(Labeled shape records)

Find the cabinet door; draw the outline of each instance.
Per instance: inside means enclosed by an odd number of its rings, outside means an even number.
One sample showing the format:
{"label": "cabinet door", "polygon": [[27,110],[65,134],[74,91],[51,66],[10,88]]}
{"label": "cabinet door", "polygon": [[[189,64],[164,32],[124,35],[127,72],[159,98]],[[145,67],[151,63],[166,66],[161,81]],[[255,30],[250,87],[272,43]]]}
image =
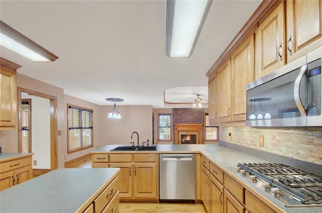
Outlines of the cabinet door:
{"label": "cabinet door", "polygon": [[282,2],[264,20],[257,30],[258,76],[261,78],[285,62],[284,3]]}
{"label": "cabinet door", "polygon": [[131,163],[110,163],[110,168],[119,168],[119,175],[120,197],[132,198],[133,165]]}
{"label": "cabinet door", "polygon": [[201,166],[201,200],[207,209],[207,211],[209,211],[210,203],[210,187],[209,187],[209,172],[205,168]]}
{"label": "cabinet door", "polygon": [[157,171],[156,163],[135,163],[134,197],[156,198]]}
{"label": "cabinet door", "polygon": [[254,34],[251,34],[231,55],[231,121],[246,120],[246,86],[254,78]]}
{"label": "cabinet door", "polygon": [[223,186],[210,175],[210,212],[223,212]]}
{"label": "cabinet door", "polygon": [[288,0],[287,63],[322,46],[322,1]]}
{"label": "cabinet door", "polygon": [[14,172],[0,174],[0,191],[10,188],[15,185]]}
{"label": "cabinet door", "polygon": [[217,73],[214,72],[209,77],[208,86],[209,124],[217,123]]}
{"label": "cabinet door", "polygon": [[23,183],[32,178],[32,169],[31,166],[17,169],[15,171],[16,184]]}
{"label": "cabinet door", "polygon": [[217,71],[218,122],[230,121],[230,60],[223,62]]}
{"label": "cabinet door", "polygon": [[245,208],[226,189],[224,189],[223,208],[225,213],[244,213]]}
{"label": "cabinet door", "polygon": [[16,71],[3,66],[0,69],[0,130],[16,128],[17,86]]}
{"label": "cabinet door", "polygon": [[247,210],[250,213],[275,212],[248,191],[245,192],[245,203]]}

The request =
Identify every line in the entries above that contains the word "instance" and copy each of those lines.

Complete output =
Find the cabinet door; draw the outline of each instance.
Per instance: inside means enclosed by an odd number of its rings, outside means an even number.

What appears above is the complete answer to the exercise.